-- Extract provided start --

Getting the Correction Factor right...

Post by dkperez » 24.04.2015 17:35

I've been playing. This is what happens when you're a geek and don't have a life.

All my examination of the TIF output of the stacks was in Bridge CC with no sharpening, at full screen, at 100% on my calibrated 30" monitor. Images are 7360 x 4912 px.

I took my Nikon D810 with the Tamron SP 90mm macro. I initially tried a grid of lines and placed it parallel to the sensor, and shot as the manual said at f2.8. At CF1 I got no out-of-focus (OOF) bands. At 5.6 none. At 8 none... I finally decided I couldn't have the target parallel to the sensor and set up so the camera was 45 degrees from the target.

Started shooting the 10-shot stacks with CF1 and went through 8. At CF5 I could JUST start seeing a slight banding, but my total focus movement was so small it was difficult to tell. So, I changed to f5.6 instead of f2.8 and changed my target to one of the back-focus targets with markings from +2 inches to -2 inches and added vertical lines every 1/4 inch so it would be easier to see the OOF bands. I don't shoot stacks at f2.8, so 5.6 was more realistic for me - I generally use 5.6, 8, or on occasion f11.

Eventually, after looking at a lot of stacks, I decided that at 90mm a CF of 4 was the highest I could go without seeing any OOF bands. This gave an interval of 10.

THEN I switched to my 28-300 and did the same thing, starting at 90mm again. Got the same results, so I decided any lens on my body at 90mm would provide a CF of 4. Then I went to 180mm and shot with CF1, 2, 3, 4, 5, 6, 8, 10, 12, 14,16, and 18. And got twice the CF before I started getting bands. With CF between 8 and 10, things looked good, with 10 just starting to show OOF bands. At CF12 they're quite visible. On my camera, a CF8 also equals an interval of 10.

Switched to 270mm, which if I understood what was happening would move my CF another 50% (presuming it went something like 90mm CF4, 180mm CF8, 360mm CF12)... Tested again using CF 8, 10, 12, 15, 16, 18 and found that indeed a CF of 10 appeared to work. CF11 might also work but at CF12 I just started to see very slight banding.

I expect that if I tested at 45mm I'd get a CF of 2, but since I've never shot stacks at a focal length that short, I didn't test it.

-- Extract provided end --
-- Stored data start --

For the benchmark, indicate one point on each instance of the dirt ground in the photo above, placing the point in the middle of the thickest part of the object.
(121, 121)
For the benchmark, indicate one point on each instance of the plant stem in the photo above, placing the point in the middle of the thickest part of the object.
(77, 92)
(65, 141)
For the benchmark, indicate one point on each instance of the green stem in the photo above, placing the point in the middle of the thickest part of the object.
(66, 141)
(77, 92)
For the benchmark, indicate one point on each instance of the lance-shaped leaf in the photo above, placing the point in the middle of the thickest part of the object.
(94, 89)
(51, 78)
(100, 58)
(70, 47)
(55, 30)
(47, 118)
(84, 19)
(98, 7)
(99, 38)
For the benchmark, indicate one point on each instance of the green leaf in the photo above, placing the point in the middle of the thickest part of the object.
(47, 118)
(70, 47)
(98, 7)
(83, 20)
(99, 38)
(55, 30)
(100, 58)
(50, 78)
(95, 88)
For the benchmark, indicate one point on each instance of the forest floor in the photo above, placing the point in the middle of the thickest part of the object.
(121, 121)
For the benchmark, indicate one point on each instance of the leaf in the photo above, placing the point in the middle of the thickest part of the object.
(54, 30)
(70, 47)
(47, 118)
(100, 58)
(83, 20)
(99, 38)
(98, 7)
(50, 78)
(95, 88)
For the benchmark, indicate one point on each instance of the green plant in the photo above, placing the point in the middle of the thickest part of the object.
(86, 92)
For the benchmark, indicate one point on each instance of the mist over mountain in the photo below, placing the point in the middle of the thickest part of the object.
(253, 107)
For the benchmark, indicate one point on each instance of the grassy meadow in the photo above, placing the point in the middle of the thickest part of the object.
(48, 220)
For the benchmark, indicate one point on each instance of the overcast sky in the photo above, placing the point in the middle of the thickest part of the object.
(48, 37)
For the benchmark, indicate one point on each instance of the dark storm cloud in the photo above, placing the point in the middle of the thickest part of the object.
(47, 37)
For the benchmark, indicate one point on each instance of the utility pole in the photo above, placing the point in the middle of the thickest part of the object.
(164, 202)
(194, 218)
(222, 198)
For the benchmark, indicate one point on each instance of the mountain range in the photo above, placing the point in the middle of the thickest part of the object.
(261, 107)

-- Stored data end --

◆ **Exercise instructions**
Using the forum post about correction factors, answer each question briefly.
(a) Which aperture did the poster change to after first shooting at f2.8?
(b) At 90mm, what was the highest correction factor that showed no out-of-focus bands?
(c) At 270mm, which correction factor appeared to work?

◆ **In response**
(a) f5.6
(b) 4
(c) 10